◆ Information shown:

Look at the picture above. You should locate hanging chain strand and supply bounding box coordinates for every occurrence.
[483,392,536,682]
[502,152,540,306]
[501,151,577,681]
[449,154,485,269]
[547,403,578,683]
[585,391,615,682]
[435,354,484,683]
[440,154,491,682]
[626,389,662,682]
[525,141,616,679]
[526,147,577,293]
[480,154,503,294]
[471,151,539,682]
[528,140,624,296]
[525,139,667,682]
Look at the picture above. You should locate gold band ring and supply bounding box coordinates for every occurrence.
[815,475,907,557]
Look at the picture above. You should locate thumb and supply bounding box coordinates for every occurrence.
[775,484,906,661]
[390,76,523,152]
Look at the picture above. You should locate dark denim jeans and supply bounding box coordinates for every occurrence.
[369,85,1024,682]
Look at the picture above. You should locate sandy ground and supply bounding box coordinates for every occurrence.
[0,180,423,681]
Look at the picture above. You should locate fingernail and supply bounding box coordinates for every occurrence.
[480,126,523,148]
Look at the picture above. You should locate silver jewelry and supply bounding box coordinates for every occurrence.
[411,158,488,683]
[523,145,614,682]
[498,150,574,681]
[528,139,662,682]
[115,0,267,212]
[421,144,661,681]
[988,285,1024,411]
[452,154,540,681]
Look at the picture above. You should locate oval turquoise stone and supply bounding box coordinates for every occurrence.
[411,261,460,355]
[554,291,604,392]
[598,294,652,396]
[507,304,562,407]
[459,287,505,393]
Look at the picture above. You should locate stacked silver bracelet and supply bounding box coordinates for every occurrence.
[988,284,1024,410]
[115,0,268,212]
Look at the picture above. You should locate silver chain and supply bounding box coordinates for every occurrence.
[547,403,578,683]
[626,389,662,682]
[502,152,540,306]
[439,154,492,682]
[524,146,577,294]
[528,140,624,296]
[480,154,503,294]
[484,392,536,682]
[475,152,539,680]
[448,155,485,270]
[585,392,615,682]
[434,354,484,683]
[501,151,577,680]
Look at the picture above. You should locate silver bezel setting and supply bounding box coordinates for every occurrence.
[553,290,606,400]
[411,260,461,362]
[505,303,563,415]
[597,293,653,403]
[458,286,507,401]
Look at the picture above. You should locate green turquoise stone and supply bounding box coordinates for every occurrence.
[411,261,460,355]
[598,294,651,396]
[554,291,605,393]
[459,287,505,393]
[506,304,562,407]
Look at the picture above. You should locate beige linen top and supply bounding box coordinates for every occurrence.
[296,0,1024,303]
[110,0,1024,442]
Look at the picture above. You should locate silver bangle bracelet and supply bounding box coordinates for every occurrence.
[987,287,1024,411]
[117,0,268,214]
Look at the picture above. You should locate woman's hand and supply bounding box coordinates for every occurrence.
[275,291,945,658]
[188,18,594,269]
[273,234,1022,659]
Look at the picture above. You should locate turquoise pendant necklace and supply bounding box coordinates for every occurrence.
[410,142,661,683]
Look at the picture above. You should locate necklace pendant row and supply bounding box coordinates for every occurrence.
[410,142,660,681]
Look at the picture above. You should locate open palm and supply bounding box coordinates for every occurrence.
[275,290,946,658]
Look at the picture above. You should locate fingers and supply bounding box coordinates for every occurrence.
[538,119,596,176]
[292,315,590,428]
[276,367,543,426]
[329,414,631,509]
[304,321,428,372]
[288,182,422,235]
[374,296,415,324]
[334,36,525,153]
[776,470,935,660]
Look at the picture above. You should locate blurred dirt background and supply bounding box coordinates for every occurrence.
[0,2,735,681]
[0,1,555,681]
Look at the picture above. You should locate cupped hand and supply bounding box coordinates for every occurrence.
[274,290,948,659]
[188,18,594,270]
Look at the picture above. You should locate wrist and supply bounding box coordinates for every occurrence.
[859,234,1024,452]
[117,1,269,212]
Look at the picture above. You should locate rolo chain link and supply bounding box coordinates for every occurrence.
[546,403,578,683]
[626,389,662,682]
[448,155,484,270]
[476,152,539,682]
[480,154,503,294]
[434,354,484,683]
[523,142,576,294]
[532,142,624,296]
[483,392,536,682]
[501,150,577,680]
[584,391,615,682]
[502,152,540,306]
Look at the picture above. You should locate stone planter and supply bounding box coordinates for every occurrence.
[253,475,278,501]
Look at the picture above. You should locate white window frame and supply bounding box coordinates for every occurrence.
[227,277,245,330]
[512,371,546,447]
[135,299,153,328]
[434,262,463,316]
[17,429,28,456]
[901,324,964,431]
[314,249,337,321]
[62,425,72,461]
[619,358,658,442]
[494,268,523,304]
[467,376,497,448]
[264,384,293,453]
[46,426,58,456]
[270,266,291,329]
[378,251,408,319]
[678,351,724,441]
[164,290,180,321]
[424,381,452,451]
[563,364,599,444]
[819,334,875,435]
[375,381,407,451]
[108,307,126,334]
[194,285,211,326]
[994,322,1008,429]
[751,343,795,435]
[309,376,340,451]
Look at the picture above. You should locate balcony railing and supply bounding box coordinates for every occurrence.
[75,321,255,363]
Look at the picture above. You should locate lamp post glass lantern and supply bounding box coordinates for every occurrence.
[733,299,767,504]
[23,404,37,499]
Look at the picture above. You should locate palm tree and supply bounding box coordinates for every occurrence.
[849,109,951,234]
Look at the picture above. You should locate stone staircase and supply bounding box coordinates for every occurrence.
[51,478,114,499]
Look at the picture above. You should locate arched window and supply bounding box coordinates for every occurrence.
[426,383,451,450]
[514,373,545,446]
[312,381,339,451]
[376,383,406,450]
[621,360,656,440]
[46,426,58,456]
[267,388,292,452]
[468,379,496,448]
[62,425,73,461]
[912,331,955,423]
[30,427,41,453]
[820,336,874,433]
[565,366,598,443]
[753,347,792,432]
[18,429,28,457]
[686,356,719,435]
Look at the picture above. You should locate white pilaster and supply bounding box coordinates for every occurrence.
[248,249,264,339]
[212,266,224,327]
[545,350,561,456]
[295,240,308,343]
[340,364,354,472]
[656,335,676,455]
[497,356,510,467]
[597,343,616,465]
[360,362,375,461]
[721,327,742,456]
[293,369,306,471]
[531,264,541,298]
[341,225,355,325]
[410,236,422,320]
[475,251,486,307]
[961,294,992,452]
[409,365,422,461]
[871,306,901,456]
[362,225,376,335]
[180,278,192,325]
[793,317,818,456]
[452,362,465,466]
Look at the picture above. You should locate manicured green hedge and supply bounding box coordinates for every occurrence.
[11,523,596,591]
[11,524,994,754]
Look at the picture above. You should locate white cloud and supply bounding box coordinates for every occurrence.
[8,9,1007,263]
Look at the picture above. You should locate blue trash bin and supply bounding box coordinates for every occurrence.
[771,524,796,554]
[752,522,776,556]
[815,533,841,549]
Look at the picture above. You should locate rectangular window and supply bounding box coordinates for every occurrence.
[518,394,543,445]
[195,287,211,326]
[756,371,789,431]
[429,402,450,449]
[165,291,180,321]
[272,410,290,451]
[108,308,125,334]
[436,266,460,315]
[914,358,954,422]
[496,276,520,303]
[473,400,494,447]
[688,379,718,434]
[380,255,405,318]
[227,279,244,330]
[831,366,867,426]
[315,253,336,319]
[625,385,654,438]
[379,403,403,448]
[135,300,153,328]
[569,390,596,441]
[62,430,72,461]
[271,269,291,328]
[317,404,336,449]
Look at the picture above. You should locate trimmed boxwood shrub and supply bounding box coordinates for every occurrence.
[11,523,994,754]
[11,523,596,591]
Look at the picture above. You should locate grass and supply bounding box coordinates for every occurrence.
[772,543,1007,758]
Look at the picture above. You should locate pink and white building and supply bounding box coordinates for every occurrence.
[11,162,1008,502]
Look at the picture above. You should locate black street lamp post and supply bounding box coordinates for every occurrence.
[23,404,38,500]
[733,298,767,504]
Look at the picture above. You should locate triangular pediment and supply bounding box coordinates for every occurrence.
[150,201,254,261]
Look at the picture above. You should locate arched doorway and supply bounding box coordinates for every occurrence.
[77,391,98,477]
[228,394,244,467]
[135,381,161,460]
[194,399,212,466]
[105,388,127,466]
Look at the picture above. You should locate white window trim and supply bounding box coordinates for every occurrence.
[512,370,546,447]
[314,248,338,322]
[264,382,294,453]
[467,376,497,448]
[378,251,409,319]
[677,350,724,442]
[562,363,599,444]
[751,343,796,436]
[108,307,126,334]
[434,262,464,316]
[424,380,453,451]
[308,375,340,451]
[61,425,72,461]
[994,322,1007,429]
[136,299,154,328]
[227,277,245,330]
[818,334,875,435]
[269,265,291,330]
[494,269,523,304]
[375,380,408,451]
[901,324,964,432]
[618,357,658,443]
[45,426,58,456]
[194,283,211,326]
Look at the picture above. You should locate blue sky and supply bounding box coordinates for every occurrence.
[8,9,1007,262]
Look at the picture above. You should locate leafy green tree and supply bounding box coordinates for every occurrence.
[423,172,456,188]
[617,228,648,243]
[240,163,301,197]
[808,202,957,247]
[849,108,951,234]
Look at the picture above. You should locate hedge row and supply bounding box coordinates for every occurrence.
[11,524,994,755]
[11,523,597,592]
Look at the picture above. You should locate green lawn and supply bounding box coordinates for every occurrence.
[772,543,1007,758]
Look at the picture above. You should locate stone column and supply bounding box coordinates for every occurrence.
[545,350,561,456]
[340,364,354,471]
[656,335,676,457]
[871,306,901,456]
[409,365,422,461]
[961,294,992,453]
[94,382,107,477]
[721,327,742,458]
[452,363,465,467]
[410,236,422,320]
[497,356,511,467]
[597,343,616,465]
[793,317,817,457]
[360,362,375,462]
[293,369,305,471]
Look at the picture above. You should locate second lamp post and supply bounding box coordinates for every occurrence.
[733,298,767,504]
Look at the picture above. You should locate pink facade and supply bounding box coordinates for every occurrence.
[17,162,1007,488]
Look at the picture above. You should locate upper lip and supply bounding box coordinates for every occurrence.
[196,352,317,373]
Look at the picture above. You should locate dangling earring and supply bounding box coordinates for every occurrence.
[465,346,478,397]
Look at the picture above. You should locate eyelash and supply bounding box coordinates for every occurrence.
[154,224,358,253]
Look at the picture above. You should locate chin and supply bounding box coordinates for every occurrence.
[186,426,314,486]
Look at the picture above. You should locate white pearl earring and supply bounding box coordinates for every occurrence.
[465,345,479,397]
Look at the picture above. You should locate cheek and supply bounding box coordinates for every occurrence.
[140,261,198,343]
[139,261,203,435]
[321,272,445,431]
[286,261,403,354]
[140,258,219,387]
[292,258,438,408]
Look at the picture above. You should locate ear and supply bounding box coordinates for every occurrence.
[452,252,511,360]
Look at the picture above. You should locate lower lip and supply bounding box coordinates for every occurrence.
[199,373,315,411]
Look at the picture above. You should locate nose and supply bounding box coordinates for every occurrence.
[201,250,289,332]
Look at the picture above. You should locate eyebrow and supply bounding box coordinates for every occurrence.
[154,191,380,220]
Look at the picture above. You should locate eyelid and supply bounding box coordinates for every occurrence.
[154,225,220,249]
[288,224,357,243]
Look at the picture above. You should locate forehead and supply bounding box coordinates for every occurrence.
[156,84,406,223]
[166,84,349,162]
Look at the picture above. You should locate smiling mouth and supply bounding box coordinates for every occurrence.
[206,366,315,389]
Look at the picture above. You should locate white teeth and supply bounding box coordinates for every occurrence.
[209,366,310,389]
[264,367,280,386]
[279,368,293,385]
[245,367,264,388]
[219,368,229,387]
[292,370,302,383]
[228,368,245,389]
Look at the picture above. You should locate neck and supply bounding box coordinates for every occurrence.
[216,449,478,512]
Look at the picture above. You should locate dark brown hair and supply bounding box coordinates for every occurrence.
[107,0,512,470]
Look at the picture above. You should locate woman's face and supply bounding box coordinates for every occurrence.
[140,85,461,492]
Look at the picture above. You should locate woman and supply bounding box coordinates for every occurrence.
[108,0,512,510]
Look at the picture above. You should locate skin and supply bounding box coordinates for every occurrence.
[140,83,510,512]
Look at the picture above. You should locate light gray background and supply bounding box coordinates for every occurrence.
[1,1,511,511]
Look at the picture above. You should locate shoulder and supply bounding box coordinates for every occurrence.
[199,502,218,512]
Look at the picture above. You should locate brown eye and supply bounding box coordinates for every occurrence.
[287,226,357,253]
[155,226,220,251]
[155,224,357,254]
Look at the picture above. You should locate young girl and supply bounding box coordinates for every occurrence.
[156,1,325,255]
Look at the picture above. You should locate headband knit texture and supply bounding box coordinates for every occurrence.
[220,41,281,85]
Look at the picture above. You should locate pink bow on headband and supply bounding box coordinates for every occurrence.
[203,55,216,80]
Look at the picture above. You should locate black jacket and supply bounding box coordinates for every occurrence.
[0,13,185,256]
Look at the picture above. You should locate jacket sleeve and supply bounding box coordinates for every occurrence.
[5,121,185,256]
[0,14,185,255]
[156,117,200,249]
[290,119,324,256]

◆ Task to complete: Taking the line containing "Look at the picture above. You should locate jacket" as the first, please return it and every line after it through the end of the entries, exactly and only those.

◆ Exercise result:
Look at the picture above. You should locate jacket sleeve and supply bounding box coordinates for every occurrence.
[5,121,185,256]
[0,14,185,255]
[156,117,200,249]
[290,119,324,256]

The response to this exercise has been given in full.